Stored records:
================================

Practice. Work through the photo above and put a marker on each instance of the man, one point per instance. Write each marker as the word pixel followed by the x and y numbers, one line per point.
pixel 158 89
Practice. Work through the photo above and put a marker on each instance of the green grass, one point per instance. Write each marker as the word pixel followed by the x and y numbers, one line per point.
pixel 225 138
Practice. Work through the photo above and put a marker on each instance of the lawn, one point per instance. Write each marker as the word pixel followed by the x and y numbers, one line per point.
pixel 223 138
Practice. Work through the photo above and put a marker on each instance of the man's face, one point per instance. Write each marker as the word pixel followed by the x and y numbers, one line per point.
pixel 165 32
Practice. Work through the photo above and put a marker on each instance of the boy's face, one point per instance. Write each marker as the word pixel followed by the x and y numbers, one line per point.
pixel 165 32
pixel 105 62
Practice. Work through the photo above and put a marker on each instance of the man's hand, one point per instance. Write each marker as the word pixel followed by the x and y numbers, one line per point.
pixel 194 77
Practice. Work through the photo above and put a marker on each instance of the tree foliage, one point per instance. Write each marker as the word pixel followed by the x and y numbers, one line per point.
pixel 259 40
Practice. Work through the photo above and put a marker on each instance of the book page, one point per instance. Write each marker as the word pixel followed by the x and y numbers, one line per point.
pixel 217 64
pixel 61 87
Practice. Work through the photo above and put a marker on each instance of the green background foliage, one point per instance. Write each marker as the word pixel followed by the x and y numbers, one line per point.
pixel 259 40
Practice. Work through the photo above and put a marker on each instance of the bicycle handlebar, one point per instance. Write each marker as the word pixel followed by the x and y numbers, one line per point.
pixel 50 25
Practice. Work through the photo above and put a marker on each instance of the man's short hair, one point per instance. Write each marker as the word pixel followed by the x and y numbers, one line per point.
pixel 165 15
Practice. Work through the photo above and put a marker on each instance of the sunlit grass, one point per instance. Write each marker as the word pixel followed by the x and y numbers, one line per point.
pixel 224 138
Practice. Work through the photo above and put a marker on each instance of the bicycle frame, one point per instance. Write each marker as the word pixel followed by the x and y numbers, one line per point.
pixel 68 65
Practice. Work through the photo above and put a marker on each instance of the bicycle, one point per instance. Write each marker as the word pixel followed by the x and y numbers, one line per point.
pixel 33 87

================================

Problem description>
Starting at the line that holds "of the book", set down each line exactly through the last line of the records above, and no others.

Result of this task>
Practice. Work through the photo above and put a marker on each instance of the book page, one point per instance. Write each marker as the word pixel followed by the x and y numbers, one line per point.
pixel 217 64
pixel 61 87
Practice. Work through the photo above and put a marker on each instance of the green background foliage, one point per instance. Write each marker as the word pixel followed by the x and y numbers, one line per point.
pixel 259 40
Practice. Work through the photo above and put a marker on each instance of the bicycle handlebar, one point per instance. Write each marker as the word pixel followed by the x and y numbers, one line per point.
pixel 50 25
Practice. Work through the photo above and put a marker on each instance of the man's short hair, one point per instance. Write each marker as the word pixel followed by the x and y numbers, one line per point.
pixel 165 15
Practice. Work through the photo above and put a marker on each instance of the sunlit grass, one point per instance. Write each marker as the word pixel followed by the x and y numbers, one line per point.
pixel 224 138
Practice. Work through the photo above and put a marker on each instance of the bicycle frame, one point per instance. Write each marker as the word pixel followed by the x and y numbers, one line per point.
pixel 68 65
Practice. Work through the photo above and put a marker on each instance of the bicycle, one point per instance. Write each marker as the word pixel followed by the x and y numbers, one line per point.
pixel 33 87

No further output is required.